*** RECORD SET
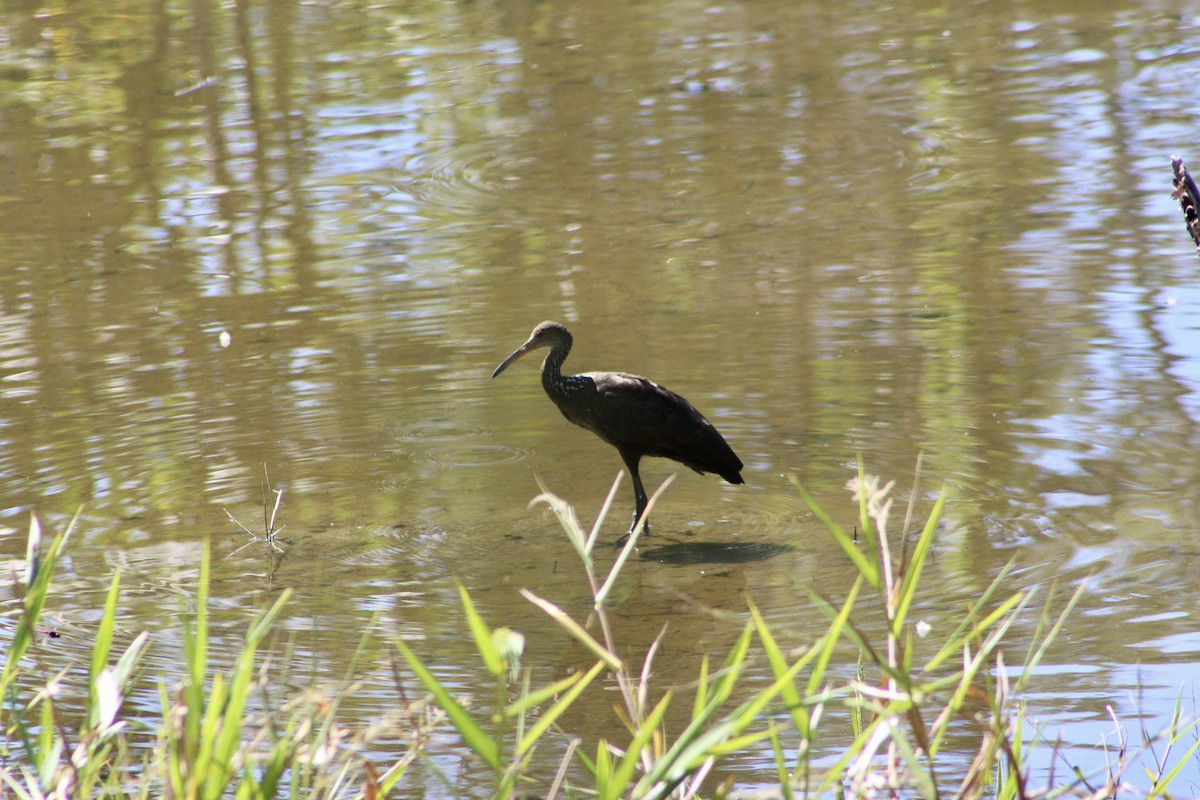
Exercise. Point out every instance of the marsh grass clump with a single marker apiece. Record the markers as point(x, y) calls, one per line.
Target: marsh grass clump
point(247, 733)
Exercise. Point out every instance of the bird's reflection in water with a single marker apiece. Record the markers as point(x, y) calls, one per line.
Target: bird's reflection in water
point(714, 552)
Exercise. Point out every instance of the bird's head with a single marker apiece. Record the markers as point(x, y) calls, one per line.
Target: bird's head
point(546, 335)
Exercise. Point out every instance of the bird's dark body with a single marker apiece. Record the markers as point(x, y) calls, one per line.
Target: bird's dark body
point(635, 415)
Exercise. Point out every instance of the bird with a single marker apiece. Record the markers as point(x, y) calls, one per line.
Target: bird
point(633, 414)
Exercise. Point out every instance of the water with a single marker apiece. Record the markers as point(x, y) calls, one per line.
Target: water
point(249, 244)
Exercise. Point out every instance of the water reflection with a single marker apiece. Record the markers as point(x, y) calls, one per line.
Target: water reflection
point(888, 232)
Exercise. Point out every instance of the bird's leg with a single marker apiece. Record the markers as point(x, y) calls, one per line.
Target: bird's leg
point(640, 499)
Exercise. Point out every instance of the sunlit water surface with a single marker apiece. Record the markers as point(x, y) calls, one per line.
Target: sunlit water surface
point(286, 246)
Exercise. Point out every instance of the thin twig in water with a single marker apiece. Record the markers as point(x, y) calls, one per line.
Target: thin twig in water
point(269, 529)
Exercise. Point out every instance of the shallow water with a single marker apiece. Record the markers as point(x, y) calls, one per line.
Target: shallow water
point(289, 244)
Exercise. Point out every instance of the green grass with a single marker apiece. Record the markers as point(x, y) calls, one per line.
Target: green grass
point(239, 733)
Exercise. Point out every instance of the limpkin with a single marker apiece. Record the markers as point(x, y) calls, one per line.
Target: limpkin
point(635, 415)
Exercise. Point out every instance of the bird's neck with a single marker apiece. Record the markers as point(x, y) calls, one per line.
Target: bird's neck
point(552, 377)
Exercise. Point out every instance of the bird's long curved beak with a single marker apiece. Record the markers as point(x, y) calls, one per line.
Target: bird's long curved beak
point(516, 354)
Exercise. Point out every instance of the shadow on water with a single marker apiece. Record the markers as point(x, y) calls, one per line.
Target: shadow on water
point(714, 552)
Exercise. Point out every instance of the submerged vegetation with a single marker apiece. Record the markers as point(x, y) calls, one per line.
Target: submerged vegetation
point(245, 733)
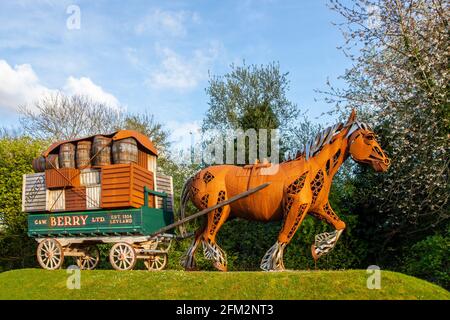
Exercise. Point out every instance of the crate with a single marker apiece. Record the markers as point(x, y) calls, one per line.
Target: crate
point(123, 186)
point(34, 193)
point(55, 200)
point(164, 184)
point(62, 178)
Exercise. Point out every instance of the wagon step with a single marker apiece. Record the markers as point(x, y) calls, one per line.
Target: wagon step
point(208, 210)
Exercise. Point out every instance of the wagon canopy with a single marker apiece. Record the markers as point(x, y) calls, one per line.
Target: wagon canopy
point(142, 140)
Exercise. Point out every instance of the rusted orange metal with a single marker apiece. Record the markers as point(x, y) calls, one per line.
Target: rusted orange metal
point(297, 187)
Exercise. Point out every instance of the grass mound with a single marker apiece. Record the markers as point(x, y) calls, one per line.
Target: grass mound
point(110, 284)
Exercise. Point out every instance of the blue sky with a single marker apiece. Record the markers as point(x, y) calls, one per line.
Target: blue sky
point(156, 55)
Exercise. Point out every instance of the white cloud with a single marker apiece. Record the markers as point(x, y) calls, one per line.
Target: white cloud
point(180, 134)
point(178, 72)
point(85, 86)
point(162, 23)
point(20, 85)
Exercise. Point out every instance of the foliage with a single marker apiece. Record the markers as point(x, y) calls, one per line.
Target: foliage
point(16, 155)
point(146, 124)
point(250, 97)
point(399, 82)
point(60, 117)
point(113, 285)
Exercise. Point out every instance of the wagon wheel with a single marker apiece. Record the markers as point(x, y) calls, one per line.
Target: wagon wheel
point(122, 256)
point(156, 262)
point(50, 254)
point(91, 258)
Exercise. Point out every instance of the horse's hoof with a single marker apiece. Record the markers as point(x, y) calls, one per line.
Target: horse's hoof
point(313, 253)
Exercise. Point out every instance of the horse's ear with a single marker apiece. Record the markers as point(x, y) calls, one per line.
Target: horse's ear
point(352, 117)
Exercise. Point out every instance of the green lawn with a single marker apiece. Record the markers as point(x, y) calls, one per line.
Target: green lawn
point(110, 284)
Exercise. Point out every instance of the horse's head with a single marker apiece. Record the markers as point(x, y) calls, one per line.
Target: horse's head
point(363, 146)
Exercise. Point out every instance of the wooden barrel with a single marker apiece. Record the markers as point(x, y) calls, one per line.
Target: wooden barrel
point(84, 154)
point(125, 151)
point(67, 155)
point(40, 164)
point(101, 151)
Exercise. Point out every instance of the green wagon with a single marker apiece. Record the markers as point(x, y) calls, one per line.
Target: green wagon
point(134, 233)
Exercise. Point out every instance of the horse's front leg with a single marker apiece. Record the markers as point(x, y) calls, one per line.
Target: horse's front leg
point(325, 242)
point(294, 212)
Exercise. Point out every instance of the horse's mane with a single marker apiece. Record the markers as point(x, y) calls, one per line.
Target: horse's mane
point(324, 137)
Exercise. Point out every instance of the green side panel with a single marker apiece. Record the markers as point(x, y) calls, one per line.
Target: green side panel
point(154, 219)
point(142, 221)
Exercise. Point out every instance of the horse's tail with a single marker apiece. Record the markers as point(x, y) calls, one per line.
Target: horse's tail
point(184, 199)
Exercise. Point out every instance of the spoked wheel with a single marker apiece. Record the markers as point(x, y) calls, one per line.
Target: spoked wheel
point(156, 262)
point(90, 259)
point(122, 256)
point(50, 254)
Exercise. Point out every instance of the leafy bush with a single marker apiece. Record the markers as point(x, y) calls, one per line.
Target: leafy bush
point(429, 259)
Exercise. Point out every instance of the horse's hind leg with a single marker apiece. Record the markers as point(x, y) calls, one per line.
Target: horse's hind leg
point(295, 212)
point(325, 242)
point(210, 248)
point(188, 259)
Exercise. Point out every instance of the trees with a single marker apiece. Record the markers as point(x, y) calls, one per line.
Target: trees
point(146, 124)
point(399, 82)
point(16, 155)
point(250, 97)
point(60, 117)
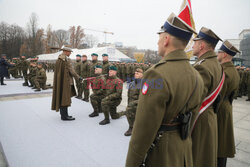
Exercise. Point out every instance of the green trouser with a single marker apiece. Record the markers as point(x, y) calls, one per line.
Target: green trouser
point(109, 107)
point(96, 101)
point(130, 114)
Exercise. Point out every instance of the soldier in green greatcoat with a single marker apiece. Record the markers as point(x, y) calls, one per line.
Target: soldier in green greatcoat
point(205, 133)
point(77, 68)
point(98, 94)
point(226, 144)
point(171, 92)
point(134, 88)
point(113, 96)
point(85, 67)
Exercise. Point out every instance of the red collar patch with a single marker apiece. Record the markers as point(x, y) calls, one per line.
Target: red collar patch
point(145, 88)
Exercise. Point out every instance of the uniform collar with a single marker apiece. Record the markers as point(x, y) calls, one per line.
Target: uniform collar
point(228, 64)
point(207, 55)
point(175, 55)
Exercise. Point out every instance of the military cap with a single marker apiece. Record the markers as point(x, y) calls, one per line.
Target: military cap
point(207, 35)
point(113, 68)
point(139, 70)
point(94, 54)
point(228, 48)
point(65, 48)
point(98, 66)
point(178, 28)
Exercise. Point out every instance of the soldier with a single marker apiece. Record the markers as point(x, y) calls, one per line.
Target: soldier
point(32, 74)
point(164, 110)
point(84, 74)
point(98, 91)
point(63, 85)
point(248, 84)
point(41, 78)
point(133, 96)
point(78, 71)
point(93, 64)
point(24, 64)
point(205, 135)
point(113, 96)
point(105, 64)
point(226, 145)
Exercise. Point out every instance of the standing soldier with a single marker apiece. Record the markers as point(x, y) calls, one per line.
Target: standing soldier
point(98, 91)
point(205, 136)
point(105, 64)
point(32, 74)
point(93, 64)
point(24, 64)
point(160, 135)
point(248, 84)
point(84, 74)
point(134, 88)
point(226, 145)
point(78, 71)
point(113, 96)
point(41, 78)
point(63, 85)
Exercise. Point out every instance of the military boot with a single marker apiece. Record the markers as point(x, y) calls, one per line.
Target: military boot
point(94, 114)
point(128, 132)
point(106, 119)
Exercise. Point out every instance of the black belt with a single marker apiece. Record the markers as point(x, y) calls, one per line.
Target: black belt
point(166, 128)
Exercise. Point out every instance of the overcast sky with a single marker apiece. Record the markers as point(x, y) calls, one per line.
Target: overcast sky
point(134, 22)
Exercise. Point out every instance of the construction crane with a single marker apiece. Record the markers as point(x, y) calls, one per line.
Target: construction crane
point(105, 32)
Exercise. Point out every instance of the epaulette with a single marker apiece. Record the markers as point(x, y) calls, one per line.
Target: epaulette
point(160, 63)
point(199, 62)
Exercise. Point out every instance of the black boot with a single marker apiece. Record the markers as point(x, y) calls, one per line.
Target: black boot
point(94, 114)
point(64, 114)
point(128, 132)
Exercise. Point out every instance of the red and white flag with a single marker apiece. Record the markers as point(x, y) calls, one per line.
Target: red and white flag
point(186, 15)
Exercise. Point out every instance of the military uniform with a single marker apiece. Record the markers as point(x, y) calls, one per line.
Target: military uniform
point(85, 67)
point(113, 97)
point(78, 84)
point(24, 64)
point(164, 96)
point(98, 94)
point(41, 78)
point(205, 134)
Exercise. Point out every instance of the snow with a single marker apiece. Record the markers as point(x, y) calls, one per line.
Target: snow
point(16, 87)
point(34, 136)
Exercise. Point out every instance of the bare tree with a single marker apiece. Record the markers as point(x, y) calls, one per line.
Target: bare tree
point(76, 36)
point(61, 37)
point(90, 40)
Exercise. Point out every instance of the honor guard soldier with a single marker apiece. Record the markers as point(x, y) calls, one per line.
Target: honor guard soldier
point(63, 85)
point(105, 64)
point(171, 92)
point(113, 96)
point(226, 145)
point(78, 71)
point(205, 136)
point(84, 74)
point(98, 91)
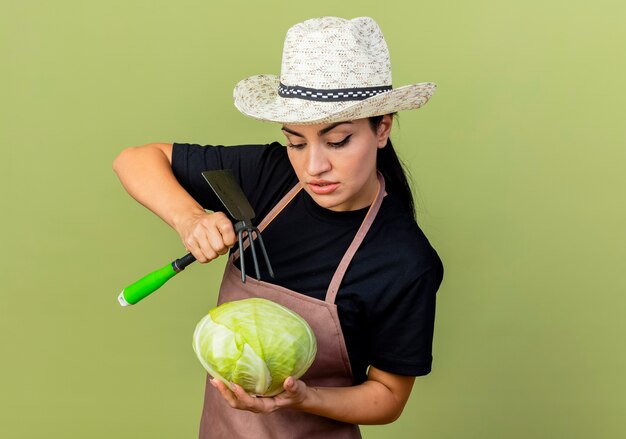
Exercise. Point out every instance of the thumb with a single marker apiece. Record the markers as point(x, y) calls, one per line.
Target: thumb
point(290, 385)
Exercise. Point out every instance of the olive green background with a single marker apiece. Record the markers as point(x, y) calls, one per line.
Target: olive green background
point(518, 162)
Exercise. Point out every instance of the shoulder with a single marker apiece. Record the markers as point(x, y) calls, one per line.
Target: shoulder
point(398, 235)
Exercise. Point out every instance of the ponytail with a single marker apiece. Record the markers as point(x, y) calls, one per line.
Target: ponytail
point(388, 163)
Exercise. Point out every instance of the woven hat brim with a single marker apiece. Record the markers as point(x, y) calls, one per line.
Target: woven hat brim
point(257, 97)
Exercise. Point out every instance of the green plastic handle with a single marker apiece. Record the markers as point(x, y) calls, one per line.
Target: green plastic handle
point(146, 285)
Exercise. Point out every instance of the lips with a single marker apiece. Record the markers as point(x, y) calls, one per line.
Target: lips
point(322, 187)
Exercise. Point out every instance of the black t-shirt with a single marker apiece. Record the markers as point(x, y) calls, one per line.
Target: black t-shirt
point(386, 302)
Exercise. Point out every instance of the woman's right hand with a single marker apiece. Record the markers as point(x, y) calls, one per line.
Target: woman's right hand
point(207, 235)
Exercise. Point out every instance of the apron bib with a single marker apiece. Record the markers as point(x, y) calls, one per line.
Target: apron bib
point(331, 367)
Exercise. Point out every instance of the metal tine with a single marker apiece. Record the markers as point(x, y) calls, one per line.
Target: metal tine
point(254, 258)
point(241, 258)
point(267, 260)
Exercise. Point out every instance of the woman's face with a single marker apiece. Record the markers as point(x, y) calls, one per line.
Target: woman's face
point(336, 163)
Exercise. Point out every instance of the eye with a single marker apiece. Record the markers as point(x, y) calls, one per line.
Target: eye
point(340, 144)
point(296, 146)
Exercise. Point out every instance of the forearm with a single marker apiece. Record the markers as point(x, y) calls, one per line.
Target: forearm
point(146, 174)
point(369, 403)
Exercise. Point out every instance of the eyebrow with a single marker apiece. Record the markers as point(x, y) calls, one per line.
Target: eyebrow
point(321, 132)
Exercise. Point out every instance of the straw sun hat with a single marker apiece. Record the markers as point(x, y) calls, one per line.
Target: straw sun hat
point(332, 70)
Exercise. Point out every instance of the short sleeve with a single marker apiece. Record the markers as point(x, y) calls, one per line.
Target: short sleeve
point(402, 332)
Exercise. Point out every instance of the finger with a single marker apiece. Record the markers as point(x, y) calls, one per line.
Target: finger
point(227, 231)
point(192, 246)
point(226, 394)
point(290, 385)
point(215, 239)
point(202, 238)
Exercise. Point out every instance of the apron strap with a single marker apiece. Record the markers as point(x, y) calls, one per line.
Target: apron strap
point(333, 288)
point(271, 215)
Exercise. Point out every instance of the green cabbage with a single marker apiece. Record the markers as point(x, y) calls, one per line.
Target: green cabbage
point(254, 343)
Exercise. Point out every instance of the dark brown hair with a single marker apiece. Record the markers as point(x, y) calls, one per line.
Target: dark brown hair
point(394, 171)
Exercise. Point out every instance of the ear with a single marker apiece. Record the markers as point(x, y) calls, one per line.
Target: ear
point(384, 130)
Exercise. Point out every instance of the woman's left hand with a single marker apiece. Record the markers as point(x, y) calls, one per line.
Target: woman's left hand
point(294, 394)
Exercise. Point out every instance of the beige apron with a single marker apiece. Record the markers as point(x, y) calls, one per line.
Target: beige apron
point(331, 367)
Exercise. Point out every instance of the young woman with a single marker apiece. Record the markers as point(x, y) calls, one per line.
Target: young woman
point(338, 224)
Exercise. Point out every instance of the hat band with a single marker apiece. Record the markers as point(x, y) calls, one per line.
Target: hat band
point(334, 95)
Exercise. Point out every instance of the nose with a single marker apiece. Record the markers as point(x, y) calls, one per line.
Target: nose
******
- PROMPT: Write out the data above word for word, from the line containing "Exercise. Point out every instance of the green grass" through the line containing "point(239, 733)", with both of those lines included.

- RIGHT ANSWER:
Exercise. Point out every instance of the green grass with a single marker apiece. Record the markers as point(x, y) calls, one per line.
Target: green grass
point(239, 733)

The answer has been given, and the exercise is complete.